§ **The exercise**
Arrange the lines from the start of the data through the line that contains "[0, 0, 366, 288]", inclusive, as a numbered list with blank lines omitted. Leave the pictures out of your answer.

------ Data extract

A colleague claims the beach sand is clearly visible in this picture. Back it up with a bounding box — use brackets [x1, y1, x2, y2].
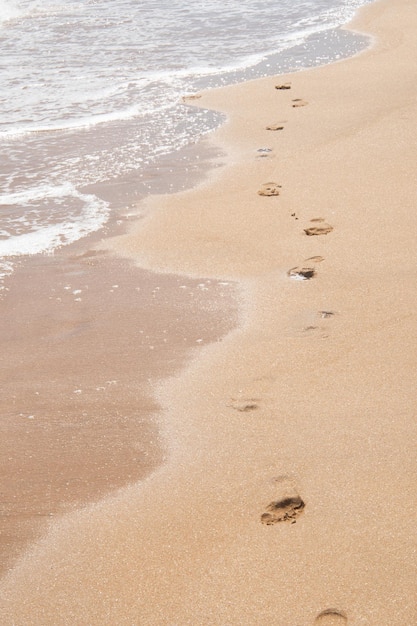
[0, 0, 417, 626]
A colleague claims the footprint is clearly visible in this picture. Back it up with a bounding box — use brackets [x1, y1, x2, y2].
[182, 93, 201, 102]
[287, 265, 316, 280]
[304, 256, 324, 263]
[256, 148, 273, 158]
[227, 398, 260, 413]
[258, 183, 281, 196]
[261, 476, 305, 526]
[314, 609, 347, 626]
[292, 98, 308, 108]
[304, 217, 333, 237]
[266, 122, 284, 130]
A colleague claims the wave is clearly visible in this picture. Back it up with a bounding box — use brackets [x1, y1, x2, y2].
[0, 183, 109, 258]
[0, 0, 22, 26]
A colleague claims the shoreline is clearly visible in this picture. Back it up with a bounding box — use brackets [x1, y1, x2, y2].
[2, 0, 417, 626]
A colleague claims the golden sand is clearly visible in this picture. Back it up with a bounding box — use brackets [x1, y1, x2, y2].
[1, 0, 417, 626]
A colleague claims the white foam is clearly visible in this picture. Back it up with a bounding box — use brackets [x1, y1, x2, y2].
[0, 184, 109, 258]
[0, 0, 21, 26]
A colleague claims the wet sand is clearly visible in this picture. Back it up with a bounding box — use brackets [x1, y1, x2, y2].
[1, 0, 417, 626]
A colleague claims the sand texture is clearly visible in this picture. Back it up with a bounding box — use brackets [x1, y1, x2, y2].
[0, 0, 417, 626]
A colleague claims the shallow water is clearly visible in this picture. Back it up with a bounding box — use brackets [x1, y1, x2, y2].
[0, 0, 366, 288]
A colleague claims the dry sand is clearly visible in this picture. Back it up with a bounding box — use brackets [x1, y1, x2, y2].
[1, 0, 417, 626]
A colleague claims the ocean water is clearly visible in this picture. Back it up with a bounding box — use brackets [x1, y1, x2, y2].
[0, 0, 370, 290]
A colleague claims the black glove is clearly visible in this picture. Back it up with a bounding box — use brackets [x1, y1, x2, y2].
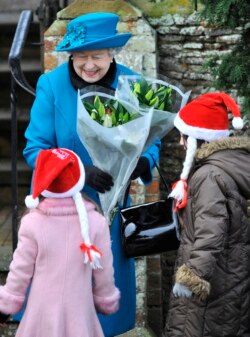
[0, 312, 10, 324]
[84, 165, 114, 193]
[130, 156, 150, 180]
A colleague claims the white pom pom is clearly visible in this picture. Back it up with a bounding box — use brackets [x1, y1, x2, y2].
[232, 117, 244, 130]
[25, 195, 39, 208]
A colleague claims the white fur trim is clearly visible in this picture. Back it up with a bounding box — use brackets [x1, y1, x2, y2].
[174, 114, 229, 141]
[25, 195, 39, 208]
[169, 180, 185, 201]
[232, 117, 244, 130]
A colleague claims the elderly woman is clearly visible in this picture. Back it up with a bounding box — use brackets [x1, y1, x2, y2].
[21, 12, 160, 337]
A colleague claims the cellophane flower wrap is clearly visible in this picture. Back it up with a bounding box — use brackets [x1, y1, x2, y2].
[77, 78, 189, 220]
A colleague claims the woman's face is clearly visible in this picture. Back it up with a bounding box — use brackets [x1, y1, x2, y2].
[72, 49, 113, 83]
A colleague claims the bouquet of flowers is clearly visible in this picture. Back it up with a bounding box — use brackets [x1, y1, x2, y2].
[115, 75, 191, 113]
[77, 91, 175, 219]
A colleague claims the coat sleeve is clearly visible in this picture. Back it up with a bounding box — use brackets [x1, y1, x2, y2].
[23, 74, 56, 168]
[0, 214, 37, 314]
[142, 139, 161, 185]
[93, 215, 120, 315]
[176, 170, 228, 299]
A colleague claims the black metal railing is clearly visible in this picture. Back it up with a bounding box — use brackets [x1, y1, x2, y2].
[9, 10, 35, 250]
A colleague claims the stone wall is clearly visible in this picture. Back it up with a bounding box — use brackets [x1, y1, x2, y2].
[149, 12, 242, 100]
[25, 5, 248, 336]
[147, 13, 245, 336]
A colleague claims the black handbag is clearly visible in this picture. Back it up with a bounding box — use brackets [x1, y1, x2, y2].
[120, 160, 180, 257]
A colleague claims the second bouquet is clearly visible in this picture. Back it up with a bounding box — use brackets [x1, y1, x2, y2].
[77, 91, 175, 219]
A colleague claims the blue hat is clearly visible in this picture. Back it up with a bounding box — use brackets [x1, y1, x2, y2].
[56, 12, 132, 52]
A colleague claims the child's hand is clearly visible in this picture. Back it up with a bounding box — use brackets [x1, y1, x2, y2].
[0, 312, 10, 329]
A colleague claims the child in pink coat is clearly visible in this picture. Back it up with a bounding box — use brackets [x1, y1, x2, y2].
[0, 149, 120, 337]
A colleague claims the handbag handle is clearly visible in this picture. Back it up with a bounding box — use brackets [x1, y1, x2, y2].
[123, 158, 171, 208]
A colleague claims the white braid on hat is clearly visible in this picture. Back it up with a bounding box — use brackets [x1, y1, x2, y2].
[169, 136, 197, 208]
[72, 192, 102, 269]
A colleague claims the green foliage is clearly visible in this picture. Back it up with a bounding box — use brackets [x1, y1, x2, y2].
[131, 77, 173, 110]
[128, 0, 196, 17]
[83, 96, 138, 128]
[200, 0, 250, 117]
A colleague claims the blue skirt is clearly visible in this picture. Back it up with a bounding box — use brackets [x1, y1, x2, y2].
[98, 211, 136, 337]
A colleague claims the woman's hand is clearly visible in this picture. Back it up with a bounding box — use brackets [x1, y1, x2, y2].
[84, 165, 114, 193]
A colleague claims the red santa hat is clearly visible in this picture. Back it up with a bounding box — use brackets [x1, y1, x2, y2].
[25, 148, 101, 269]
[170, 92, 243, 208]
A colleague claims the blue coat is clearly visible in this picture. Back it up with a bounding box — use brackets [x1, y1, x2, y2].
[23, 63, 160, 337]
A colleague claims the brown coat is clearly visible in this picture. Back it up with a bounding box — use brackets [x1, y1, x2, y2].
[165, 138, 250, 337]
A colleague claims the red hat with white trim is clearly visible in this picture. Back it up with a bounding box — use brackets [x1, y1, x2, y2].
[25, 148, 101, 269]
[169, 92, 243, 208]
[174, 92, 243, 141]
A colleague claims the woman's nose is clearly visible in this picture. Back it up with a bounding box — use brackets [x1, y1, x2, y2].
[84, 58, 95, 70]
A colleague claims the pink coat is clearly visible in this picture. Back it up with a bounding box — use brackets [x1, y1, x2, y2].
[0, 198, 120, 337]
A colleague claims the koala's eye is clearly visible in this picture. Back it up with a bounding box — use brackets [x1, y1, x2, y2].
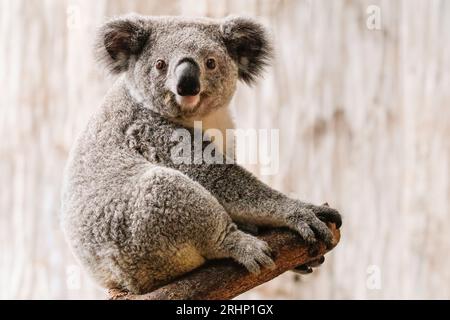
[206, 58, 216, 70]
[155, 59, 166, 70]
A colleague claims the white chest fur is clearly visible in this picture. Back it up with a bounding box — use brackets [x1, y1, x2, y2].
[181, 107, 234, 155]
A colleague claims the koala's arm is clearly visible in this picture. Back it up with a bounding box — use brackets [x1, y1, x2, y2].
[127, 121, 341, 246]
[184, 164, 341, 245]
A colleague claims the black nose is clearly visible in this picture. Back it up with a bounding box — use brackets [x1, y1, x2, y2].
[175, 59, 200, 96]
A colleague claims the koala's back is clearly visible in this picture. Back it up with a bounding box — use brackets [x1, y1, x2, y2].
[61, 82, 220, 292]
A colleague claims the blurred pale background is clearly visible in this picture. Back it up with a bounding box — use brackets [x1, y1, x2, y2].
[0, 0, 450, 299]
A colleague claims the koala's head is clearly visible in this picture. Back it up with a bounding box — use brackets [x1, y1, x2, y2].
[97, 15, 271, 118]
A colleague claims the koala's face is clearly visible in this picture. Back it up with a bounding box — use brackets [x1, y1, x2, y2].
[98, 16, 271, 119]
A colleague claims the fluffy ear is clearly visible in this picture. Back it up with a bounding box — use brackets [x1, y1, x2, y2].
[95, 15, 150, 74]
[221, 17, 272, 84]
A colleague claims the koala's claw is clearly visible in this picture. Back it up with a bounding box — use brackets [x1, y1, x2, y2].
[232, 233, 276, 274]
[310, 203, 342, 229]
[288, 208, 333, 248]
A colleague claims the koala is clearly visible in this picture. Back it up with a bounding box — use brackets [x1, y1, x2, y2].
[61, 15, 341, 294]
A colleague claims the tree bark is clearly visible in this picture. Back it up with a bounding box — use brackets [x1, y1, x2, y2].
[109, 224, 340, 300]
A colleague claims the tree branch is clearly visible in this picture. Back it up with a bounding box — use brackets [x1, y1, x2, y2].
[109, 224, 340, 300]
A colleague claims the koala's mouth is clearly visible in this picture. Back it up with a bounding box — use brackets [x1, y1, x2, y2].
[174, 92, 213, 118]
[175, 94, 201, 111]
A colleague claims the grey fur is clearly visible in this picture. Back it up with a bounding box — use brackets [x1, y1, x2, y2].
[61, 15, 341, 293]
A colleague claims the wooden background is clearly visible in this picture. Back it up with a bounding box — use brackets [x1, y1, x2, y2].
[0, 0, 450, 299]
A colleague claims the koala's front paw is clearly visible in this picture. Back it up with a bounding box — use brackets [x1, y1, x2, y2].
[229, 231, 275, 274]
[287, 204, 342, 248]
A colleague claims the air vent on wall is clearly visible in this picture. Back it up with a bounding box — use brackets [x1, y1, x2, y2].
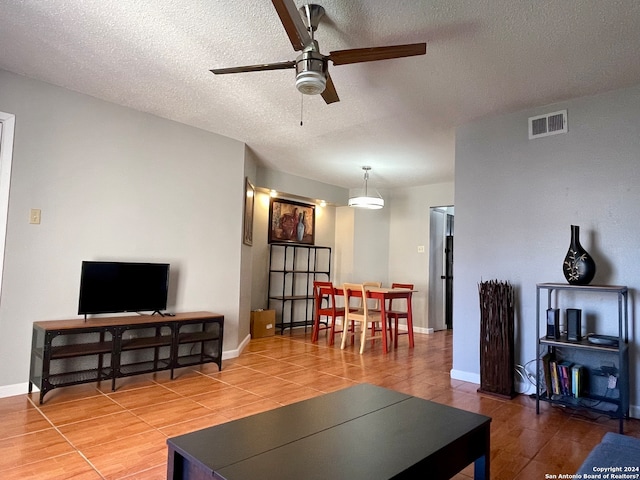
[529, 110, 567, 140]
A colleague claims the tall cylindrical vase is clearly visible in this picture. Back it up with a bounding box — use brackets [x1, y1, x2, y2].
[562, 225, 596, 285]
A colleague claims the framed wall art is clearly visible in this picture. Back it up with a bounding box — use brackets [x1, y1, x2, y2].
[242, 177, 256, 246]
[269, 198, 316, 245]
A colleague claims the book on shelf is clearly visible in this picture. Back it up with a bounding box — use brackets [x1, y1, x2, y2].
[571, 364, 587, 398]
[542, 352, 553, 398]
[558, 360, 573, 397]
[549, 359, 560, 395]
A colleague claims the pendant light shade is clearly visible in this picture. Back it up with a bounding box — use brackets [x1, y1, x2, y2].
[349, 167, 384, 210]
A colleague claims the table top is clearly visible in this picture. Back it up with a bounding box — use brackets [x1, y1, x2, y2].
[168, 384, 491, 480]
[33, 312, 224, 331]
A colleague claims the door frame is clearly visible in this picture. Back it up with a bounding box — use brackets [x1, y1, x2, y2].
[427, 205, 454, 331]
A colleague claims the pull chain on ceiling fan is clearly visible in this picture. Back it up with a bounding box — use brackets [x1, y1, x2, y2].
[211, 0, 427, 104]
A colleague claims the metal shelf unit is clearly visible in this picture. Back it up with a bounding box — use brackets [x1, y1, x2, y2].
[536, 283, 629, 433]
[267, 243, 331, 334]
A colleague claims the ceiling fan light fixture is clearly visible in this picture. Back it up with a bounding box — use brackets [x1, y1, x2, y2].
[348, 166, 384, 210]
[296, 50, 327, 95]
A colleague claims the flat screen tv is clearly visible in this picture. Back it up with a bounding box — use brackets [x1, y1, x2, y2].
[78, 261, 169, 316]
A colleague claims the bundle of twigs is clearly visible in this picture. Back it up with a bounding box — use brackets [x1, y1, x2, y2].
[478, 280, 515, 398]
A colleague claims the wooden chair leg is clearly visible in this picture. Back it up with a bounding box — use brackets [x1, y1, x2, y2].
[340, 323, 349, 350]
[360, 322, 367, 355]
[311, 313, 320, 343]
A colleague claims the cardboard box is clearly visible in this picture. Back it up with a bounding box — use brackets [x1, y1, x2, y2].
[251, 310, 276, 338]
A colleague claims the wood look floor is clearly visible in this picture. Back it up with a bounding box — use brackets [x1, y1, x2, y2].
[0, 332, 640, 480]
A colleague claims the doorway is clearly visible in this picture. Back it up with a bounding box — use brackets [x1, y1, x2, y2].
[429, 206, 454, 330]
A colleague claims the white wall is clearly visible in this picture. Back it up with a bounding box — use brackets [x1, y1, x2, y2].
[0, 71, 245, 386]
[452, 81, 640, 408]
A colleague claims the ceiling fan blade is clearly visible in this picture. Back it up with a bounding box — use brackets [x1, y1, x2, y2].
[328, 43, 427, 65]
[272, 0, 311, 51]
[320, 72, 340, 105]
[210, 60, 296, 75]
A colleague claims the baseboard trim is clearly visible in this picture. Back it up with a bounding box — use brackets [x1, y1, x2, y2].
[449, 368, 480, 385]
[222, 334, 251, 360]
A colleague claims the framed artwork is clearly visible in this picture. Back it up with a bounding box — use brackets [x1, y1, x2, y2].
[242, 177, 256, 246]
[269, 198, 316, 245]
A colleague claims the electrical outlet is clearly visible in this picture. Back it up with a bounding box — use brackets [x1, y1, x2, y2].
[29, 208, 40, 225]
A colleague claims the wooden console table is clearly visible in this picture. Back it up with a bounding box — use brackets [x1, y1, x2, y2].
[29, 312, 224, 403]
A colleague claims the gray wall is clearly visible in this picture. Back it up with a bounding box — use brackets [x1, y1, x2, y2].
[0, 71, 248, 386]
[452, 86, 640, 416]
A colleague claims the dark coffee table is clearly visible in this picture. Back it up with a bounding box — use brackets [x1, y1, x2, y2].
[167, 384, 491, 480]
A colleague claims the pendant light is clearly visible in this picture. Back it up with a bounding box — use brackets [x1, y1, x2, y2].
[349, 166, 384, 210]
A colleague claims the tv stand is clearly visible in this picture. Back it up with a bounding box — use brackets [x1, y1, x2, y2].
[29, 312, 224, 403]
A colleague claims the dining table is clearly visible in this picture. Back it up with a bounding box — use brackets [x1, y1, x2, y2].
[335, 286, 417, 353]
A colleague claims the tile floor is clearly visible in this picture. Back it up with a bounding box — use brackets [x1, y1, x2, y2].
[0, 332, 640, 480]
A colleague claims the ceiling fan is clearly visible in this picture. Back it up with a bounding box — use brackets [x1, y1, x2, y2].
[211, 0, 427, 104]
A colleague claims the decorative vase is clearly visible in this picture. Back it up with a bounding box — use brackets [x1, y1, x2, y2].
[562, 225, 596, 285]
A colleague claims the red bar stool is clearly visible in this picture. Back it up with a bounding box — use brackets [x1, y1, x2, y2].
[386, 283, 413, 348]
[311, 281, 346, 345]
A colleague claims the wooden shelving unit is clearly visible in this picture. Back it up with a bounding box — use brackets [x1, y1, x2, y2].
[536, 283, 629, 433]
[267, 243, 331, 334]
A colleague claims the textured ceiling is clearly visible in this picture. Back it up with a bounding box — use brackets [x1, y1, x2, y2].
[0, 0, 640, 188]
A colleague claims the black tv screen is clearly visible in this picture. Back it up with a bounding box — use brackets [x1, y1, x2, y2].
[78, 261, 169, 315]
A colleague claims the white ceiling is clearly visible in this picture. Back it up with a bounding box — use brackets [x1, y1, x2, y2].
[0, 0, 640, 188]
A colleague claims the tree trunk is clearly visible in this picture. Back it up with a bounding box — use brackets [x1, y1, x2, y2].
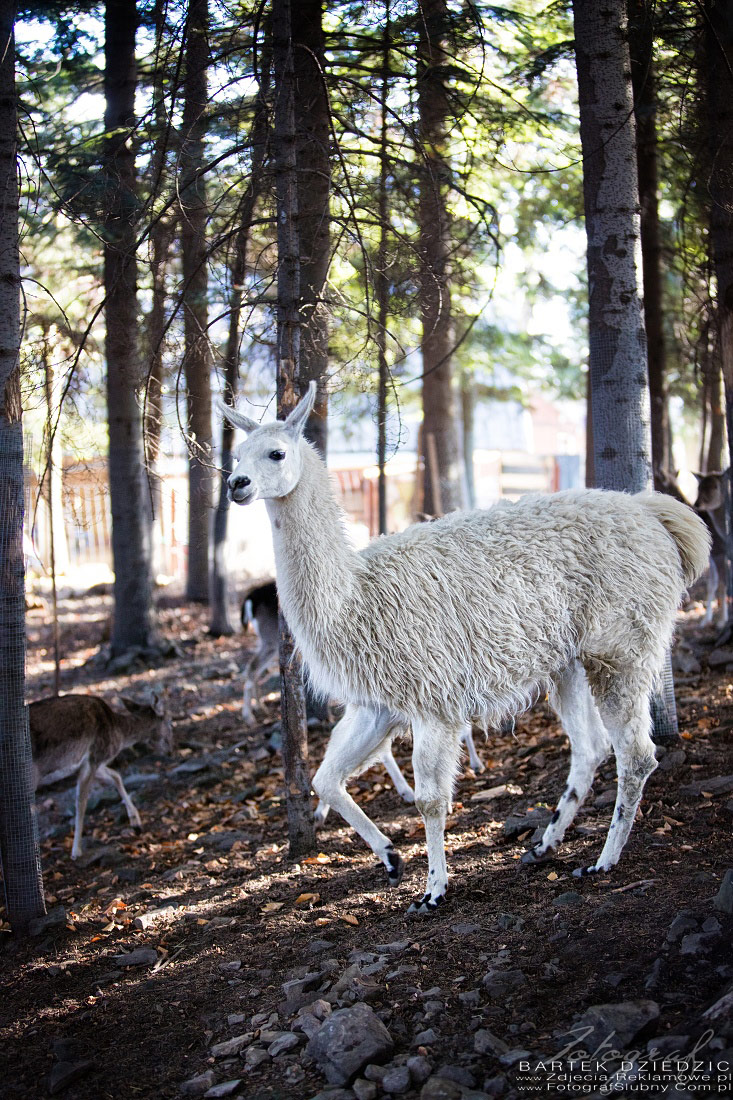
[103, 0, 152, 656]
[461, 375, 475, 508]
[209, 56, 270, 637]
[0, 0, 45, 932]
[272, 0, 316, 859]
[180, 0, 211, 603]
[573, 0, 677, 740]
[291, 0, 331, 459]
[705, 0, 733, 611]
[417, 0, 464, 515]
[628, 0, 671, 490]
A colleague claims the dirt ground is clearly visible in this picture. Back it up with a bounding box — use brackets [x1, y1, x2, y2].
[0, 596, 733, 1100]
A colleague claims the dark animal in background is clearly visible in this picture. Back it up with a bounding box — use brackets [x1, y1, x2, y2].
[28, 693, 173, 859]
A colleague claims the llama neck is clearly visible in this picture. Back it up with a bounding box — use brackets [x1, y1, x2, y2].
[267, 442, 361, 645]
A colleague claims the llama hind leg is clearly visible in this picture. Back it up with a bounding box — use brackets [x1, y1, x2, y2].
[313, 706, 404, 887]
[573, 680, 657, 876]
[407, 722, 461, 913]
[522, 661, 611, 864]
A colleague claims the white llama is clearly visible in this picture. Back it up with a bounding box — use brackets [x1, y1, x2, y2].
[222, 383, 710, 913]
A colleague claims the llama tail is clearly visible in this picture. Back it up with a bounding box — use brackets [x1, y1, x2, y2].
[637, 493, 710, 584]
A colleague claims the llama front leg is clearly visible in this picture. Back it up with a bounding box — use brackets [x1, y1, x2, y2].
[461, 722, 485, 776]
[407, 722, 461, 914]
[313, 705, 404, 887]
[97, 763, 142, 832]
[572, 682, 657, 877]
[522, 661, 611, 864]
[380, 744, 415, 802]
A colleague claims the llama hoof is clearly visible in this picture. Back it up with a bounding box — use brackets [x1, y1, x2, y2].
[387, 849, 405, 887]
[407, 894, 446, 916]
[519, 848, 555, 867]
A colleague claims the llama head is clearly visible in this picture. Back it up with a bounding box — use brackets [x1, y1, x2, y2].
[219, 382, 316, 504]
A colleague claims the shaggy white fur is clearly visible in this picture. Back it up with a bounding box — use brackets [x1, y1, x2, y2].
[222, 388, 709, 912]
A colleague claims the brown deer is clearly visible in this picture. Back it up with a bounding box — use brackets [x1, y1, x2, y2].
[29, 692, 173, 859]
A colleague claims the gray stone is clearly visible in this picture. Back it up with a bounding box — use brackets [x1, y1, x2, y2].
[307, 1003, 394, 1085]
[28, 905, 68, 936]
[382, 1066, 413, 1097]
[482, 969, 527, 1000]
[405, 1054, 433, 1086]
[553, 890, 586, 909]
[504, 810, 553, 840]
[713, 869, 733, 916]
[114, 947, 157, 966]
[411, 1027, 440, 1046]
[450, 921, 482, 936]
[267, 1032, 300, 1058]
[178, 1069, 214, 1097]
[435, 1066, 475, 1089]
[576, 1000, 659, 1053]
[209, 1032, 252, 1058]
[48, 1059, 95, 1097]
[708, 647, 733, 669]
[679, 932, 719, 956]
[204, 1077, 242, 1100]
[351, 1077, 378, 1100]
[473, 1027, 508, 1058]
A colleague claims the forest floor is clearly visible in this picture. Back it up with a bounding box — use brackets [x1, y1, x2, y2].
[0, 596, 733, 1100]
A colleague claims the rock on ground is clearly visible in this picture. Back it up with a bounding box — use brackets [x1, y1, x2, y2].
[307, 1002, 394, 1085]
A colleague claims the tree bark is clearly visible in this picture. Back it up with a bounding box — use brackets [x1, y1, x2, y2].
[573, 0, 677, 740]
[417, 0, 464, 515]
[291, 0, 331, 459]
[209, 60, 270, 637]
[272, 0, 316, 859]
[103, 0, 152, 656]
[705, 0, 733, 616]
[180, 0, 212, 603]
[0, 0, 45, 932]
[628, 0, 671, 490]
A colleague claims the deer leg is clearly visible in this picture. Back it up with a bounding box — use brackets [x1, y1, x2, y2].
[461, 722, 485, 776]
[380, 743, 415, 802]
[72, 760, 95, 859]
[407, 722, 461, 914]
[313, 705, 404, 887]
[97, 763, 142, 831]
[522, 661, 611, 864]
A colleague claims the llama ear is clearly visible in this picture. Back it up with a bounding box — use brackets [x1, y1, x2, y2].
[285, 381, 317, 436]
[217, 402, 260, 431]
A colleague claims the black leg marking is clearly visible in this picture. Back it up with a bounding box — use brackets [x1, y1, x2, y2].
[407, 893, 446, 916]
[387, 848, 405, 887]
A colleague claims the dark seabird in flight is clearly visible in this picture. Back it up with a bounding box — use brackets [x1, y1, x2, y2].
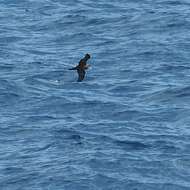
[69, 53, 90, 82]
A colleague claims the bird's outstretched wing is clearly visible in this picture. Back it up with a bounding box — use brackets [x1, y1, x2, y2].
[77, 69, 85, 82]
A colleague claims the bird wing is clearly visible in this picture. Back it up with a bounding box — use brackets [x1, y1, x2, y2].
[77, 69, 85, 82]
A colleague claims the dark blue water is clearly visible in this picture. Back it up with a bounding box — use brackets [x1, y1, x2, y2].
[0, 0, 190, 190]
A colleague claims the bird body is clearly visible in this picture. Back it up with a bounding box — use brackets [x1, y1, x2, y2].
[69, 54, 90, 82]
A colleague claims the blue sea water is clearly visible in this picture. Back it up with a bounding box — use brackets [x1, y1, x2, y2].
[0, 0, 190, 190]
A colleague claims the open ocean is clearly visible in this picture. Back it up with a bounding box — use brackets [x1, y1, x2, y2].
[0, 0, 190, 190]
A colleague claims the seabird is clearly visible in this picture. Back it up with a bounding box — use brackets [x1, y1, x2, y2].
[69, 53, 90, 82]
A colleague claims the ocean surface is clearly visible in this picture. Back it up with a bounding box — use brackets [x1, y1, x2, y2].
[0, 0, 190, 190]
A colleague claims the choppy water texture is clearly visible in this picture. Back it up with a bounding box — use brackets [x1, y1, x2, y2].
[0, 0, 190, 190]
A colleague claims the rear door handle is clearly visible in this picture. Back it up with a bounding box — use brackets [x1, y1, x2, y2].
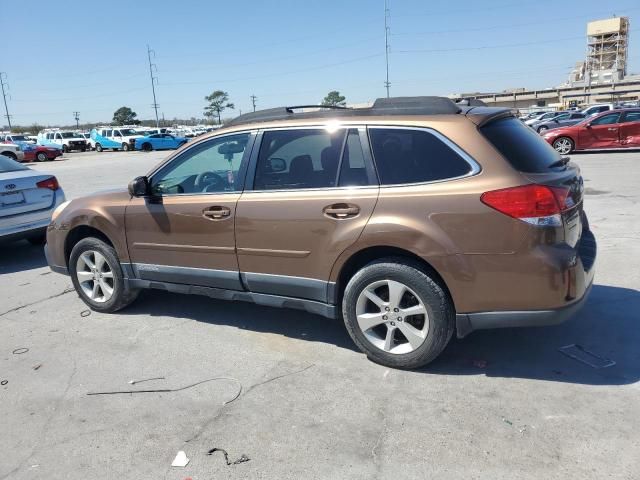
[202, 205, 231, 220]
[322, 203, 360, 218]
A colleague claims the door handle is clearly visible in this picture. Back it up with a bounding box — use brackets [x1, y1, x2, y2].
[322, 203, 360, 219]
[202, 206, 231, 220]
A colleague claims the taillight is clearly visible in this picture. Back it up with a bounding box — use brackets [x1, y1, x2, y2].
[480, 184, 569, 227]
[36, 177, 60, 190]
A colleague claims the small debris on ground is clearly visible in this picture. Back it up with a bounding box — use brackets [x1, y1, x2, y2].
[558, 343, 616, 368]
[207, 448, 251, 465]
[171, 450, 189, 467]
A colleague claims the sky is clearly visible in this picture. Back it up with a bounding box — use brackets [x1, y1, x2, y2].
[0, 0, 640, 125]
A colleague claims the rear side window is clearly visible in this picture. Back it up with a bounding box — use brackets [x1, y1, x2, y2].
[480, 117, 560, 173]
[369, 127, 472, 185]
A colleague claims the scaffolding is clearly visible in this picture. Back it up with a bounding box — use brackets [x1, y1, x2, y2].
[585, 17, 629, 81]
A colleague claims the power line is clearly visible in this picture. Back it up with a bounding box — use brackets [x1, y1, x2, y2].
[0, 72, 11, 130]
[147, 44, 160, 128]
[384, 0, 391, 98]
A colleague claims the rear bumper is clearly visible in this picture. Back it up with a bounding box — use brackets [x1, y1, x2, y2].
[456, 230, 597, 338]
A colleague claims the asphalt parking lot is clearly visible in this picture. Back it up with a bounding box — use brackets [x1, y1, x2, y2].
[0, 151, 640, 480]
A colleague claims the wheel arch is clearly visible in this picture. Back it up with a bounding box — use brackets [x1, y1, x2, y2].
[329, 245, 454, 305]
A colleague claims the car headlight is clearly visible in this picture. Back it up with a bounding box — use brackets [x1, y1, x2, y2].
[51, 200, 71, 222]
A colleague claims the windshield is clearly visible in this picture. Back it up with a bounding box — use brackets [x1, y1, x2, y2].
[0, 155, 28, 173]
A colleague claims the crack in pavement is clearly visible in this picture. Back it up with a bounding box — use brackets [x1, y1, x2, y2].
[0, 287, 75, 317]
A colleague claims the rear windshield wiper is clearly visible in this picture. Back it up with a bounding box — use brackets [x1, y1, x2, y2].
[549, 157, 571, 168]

------------

§ **Reply**
1. A colleague claims the beach sand is clearly visible in this picture. Back it up with a bounding box — use brackets [x1, y1, x2, y2].
2. [0, 0, 417, 626]
3. A colleague claims the footprint is clearly visible in this picture. Back it up with a bounding box — use brackets [x1, y1, x2, y2].
4. [182, 93, 201, 102]
5. [287, 265, 316, 280]
6. [304, 256, 324, 263]
7. [256, 148, 273, 158]
8. [227, 398, 260, 413]
9. [258, 183, 281, 196]
10. [261, 476, 305, 526]
11. [314, 609, 347, 626]
12. [292, 98, 308, 108]
13. [304, 217, 333, 237]
14. [266, 122, 284, 130]
15. A colleague claims the wave is clearly visible in this picture. Back it up with a bounding box — use brackets [x1, y1, x2, y2].
16. [0, 183, 109, 258]
17. [0, 0, 22, 26]
18. A colleague claims the shoreline is clearly visible in this picture. Back it up with a bounding box — use brackets [x1, y1, x2, y2].
19. [2, 0, 417, 626]
20. A colleague claims the golden sand is clearly visible in this picture. Back it up with a bounding box — use brackets [x1, y1, x2, y2].
21. [1, 0, 417, 626]
22. A colleague claims the white foam is clearly visible in this picture. Back it up with a bounding box — use brackets [x1, y1, x2, y2].
23. [0, 184, 109, 258]
24. [0, 0, 21, 26]
25. A colleague claims the wet sand is clearly visible in this picture. Back it up with a bounding box — use brackets [x1, y1, x2, y2].
26. [1, 0, 417, 626]
27. A colleague claims the sand texture is clearly visible in this picture. Back it up with a bounding box — use brackets [x1, y1, x2, y2].
28. [0, 0, 417, 626]
29. A colleague claims the shallow water is clearly visible in this picture. Back it up with a bounding box — use brackets [x1, y1, x2, y2].
30. [0, 0, 366, 288]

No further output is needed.